Data Packaging Guidance

Preparing and sharing a complete data package is essential to meeting HEAL Initiative data sharing requirements and supporting FAIR (Findable, Accessible, Interoperable, and Reusable) research.

Data Packaging Examples and Best Practices

Overview

This resource provides guidance and supporting materials to help investigators assemble a well-organized HEAL-compliant data package that promotes transparency and long-term data reuse. This resource is organized into short, expandable sections describing what a data package includes and what HEAL-specific requirements apply. Investigators can also explore HEAL-funded project examples organized by data type.

Understanding the Data Package

What is a data package?

A data package consists of data and other files that make the data interpretable and reusable, providing additional context around what the study measured and how the data was collected. It typically includes data files, documentation (such as protocols and data collection instruments), metadata (such as codebooks), and code that documents data collection, organization, and analysis. HEAL studies submit their data packages to HEAL-compliant data repositories for long-term preservation.

What are HEAL’s expectations for data packages?

As part of the HEAL Initiative, data packages must meet specific sharing requirements:

De-identify identifiable human subject data prior to sharing
Include variable-level metadata (VLMD), describing the shared data file(s)
Provide links to publications generated using study data
Submit all underlying primary data, making it broadly available in an appropriate data repository

Consult the Checklist for HEAL-Compliant Data and Checklist Tracker Tool to track study progress through HEAL-required data sharing steps. Note: an investigator’s chosen HEAL-compliant repository may have additional repository-specific data packaging requirements.

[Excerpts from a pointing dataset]
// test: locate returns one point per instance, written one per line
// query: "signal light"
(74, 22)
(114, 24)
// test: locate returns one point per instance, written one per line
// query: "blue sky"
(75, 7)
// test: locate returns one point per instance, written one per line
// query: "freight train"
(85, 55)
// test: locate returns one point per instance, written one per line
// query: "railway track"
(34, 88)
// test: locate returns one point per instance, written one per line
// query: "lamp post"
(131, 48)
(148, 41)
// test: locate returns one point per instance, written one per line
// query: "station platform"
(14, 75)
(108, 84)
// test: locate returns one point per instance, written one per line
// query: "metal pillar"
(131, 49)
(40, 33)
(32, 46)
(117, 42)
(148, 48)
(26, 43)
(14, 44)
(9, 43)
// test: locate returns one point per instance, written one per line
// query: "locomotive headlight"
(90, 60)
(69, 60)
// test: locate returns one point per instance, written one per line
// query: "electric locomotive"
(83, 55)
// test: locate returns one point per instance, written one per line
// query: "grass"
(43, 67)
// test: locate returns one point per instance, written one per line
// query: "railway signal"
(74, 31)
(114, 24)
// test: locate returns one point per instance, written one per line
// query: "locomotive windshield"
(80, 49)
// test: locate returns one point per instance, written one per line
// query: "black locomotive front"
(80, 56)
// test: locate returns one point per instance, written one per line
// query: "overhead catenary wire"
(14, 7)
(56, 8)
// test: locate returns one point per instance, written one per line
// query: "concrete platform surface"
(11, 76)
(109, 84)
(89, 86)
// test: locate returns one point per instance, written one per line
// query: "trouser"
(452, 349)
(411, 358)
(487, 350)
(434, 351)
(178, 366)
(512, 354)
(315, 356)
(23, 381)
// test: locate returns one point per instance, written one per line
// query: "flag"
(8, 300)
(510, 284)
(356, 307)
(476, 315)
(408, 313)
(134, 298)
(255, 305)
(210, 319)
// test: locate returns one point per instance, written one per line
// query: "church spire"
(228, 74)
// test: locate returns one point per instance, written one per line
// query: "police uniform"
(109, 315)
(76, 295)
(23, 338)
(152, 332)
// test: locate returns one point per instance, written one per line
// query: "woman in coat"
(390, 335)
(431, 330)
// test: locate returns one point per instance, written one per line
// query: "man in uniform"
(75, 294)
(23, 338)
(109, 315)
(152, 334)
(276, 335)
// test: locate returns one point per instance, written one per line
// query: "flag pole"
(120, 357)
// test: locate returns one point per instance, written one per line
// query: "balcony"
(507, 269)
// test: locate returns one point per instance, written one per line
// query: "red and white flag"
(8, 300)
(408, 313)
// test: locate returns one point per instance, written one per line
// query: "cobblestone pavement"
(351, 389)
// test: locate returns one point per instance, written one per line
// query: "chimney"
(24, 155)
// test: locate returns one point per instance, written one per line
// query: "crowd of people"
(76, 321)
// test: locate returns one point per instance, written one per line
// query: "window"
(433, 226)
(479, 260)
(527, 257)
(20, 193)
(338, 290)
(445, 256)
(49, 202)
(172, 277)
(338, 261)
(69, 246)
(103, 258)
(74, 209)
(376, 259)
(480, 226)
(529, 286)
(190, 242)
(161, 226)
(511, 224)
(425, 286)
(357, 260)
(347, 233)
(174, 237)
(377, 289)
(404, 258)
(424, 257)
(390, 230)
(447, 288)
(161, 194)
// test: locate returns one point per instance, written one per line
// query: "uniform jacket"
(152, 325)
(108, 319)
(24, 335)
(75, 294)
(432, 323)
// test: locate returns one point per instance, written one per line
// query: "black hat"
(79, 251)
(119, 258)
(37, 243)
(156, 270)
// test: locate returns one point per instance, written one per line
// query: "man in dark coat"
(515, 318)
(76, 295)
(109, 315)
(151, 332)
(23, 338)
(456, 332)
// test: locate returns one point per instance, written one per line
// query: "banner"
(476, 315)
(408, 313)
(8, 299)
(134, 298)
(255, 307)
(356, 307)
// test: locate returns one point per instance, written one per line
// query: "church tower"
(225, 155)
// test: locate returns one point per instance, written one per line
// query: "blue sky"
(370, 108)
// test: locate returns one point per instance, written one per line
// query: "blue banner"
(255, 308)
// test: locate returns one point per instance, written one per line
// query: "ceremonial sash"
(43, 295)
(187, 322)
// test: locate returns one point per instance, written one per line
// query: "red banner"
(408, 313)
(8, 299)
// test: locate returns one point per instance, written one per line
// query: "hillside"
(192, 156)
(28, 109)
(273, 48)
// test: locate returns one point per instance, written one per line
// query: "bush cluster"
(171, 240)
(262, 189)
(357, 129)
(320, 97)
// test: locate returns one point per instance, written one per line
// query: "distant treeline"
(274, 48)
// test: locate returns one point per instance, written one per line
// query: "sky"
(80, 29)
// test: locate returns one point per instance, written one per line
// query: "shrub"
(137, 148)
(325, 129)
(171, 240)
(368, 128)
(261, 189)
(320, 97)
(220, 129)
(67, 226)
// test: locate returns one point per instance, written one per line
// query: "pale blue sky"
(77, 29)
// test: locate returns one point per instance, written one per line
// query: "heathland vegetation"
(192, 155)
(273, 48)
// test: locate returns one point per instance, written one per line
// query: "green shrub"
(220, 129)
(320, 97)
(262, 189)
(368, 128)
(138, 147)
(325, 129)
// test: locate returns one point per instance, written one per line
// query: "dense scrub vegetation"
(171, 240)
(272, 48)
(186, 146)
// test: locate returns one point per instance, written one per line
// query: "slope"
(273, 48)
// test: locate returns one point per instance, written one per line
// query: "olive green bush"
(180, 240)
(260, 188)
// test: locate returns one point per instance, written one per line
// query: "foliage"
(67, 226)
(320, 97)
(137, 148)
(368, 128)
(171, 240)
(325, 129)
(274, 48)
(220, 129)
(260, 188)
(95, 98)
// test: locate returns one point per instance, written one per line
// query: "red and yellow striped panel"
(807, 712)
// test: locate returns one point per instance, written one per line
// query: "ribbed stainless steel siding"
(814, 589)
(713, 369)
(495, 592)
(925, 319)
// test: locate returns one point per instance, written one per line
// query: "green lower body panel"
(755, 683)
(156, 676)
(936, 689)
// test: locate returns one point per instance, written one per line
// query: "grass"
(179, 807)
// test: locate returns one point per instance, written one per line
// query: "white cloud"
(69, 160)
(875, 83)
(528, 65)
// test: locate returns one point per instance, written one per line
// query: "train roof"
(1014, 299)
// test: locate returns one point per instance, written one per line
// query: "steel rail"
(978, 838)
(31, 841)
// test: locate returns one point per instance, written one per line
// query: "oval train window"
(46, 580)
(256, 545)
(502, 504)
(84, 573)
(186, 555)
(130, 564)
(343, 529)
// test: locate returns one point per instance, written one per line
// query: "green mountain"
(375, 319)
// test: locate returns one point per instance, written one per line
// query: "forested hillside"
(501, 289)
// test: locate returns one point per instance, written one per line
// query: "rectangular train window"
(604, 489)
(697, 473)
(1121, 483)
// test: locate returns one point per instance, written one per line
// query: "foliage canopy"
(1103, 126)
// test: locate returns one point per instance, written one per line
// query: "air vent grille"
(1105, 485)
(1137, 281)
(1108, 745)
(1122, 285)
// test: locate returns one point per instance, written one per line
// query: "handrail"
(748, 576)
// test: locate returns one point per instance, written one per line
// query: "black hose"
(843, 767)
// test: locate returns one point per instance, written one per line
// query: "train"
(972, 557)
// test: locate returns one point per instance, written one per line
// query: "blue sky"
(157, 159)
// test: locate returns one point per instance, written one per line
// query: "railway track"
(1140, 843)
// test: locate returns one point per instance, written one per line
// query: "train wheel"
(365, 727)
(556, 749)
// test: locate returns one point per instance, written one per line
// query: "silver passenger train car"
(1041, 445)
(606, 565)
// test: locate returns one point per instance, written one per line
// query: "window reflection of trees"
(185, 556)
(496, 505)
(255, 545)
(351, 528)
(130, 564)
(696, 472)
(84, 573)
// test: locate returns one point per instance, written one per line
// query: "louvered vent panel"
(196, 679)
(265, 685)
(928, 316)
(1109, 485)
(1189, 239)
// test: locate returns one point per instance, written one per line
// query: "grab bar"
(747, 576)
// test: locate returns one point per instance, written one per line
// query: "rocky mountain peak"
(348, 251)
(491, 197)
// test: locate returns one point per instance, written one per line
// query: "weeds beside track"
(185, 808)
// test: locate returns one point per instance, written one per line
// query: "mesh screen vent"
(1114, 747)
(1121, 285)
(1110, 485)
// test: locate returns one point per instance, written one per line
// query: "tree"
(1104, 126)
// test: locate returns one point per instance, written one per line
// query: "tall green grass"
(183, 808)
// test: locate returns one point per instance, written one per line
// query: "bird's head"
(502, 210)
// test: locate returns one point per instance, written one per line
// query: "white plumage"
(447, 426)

Instructions:
A. According to the data packaging guidance, what must happen to identifiable human subject data before it is shared?
B. Reproduce the data packaging guidance from "Data Packaging Examples" up to and including "by data type.", changing "transparency" to "openness".
Draw only on the data packaging guidance, not on the lines.

Results of the tasks:
A. It must be de-identified.

B.
Data Packaging Examples and Best Practices

Overview

This resource provides guidance and supporting materials to help investigators assemble a well-organized HEAL-compliant data package that promotes openness and long-term data reuse. This resource is organized into short, expandable sections describing what a data package includes and what HEAL-specific requirements apply. Investigators can also explore HEAL-funded project examples organized by data type.